• _BRIEF_
Using the records below, transcribe word for word the stretch from the line that contains "TARGET = rider's head" through the line that contains "TARGET = rider's leg", both end lines included, and nothing else.

• _SUPPLIED RECORDS_
:::::
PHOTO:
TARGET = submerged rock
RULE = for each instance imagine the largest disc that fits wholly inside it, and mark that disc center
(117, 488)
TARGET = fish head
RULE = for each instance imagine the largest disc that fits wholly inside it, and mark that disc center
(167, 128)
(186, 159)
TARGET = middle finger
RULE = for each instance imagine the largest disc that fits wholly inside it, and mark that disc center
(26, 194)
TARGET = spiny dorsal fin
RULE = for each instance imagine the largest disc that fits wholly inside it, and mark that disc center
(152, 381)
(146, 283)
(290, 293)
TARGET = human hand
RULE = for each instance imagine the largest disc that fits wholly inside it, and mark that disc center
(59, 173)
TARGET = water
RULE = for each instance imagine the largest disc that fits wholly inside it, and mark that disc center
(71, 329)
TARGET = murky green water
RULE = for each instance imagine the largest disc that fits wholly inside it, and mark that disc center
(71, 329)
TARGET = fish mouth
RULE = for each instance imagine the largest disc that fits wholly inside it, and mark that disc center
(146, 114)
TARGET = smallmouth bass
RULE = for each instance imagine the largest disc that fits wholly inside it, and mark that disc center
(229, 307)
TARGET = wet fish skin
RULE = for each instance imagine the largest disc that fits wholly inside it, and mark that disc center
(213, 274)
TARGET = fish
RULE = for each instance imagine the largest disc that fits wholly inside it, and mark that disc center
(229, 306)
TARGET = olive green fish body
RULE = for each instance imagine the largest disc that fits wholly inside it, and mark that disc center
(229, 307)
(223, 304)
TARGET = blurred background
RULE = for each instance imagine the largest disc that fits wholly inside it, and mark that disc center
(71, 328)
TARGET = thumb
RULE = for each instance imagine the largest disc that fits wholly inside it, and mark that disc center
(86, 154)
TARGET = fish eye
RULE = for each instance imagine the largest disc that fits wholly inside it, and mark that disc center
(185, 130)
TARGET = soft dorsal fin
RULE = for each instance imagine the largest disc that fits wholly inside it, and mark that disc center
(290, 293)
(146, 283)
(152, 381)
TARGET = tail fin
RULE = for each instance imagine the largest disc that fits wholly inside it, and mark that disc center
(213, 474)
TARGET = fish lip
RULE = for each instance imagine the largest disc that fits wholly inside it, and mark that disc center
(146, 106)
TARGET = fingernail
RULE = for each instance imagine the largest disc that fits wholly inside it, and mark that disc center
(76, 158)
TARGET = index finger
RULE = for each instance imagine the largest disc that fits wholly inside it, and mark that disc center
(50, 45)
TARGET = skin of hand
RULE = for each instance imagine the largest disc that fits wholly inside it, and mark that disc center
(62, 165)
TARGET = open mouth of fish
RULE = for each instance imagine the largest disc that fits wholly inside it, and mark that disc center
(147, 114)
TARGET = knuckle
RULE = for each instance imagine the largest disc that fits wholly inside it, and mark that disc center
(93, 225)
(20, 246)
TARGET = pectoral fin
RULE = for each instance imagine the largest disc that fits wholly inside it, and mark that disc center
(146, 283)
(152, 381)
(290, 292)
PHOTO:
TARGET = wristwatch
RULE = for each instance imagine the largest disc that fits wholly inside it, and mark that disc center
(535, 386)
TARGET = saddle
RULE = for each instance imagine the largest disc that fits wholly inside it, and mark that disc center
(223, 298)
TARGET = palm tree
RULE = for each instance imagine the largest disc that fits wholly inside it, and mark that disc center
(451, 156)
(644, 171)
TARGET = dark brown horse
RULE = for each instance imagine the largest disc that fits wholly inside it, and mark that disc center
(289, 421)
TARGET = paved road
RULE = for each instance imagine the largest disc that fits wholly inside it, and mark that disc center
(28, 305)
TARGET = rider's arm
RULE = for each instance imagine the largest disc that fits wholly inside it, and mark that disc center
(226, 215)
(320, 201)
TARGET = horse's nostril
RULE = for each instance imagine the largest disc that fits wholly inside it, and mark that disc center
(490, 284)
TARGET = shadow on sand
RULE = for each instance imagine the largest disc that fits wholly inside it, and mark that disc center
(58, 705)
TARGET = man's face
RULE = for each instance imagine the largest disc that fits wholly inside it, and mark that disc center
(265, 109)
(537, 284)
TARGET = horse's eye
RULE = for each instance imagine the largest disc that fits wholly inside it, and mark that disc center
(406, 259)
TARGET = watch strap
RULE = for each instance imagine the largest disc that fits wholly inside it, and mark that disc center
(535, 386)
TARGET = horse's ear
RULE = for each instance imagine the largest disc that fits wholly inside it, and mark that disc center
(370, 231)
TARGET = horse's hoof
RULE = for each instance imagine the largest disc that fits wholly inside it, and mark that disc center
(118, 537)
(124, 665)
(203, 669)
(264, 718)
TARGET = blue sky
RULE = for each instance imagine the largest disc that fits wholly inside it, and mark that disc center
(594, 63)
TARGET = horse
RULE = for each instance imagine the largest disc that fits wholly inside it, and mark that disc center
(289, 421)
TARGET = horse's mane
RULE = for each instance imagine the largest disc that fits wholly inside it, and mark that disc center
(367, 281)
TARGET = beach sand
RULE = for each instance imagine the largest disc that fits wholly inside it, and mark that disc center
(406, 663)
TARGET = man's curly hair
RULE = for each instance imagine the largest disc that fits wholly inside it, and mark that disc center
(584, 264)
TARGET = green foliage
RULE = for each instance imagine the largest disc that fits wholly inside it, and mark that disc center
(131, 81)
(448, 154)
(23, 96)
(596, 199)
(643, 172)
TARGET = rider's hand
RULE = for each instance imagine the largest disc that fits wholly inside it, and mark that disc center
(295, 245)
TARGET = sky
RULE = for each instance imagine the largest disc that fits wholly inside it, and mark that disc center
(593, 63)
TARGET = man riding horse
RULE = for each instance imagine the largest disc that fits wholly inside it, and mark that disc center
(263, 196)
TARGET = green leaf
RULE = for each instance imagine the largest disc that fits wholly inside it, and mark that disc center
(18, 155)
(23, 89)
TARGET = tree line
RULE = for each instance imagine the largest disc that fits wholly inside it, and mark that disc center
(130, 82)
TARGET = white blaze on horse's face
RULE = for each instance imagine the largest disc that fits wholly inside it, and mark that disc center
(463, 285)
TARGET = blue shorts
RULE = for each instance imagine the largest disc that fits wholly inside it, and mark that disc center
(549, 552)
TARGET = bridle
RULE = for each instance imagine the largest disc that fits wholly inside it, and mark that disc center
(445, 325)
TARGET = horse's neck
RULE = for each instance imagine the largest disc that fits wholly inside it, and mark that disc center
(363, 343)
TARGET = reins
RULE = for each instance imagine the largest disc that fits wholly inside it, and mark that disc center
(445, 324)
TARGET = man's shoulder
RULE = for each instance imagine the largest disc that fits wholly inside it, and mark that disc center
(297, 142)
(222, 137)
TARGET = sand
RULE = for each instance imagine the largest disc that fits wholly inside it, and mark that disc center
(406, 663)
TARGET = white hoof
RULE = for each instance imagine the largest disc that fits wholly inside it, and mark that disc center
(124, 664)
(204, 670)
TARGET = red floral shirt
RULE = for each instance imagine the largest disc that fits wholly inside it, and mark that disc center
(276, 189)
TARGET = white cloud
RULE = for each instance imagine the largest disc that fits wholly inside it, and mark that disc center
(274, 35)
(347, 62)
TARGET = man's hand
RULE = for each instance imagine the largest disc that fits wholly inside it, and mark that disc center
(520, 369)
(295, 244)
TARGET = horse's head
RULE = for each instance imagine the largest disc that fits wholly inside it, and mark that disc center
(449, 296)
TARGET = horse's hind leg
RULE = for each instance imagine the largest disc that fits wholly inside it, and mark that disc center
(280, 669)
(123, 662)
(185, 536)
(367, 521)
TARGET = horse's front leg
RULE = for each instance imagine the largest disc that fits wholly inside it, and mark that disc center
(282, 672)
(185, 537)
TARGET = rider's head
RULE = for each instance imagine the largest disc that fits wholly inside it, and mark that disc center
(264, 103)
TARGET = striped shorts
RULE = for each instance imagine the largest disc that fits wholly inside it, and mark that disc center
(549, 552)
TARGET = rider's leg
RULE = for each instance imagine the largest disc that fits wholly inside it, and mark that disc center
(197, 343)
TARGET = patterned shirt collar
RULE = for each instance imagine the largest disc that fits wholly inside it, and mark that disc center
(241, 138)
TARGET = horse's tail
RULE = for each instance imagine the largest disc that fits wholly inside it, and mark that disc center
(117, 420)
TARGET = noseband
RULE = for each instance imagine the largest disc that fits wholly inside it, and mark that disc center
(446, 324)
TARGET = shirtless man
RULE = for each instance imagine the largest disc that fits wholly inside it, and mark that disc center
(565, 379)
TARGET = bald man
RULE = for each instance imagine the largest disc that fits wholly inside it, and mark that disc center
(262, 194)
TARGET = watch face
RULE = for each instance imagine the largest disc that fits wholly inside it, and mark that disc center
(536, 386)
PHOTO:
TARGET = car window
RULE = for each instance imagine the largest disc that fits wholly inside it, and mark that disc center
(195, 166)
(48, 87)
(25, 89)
:::::
• _RESULT_
TARGET = rider's head
RULE = for each instance imagine the largest disc that fits wholly inside it, and mark that disc center
(264, 103)
TARGET = striped shorts
RULE = for each instance imagine the largest disc that fits wholly inside it, and mark that disc center
(549, 552)
TARGET = rider's leg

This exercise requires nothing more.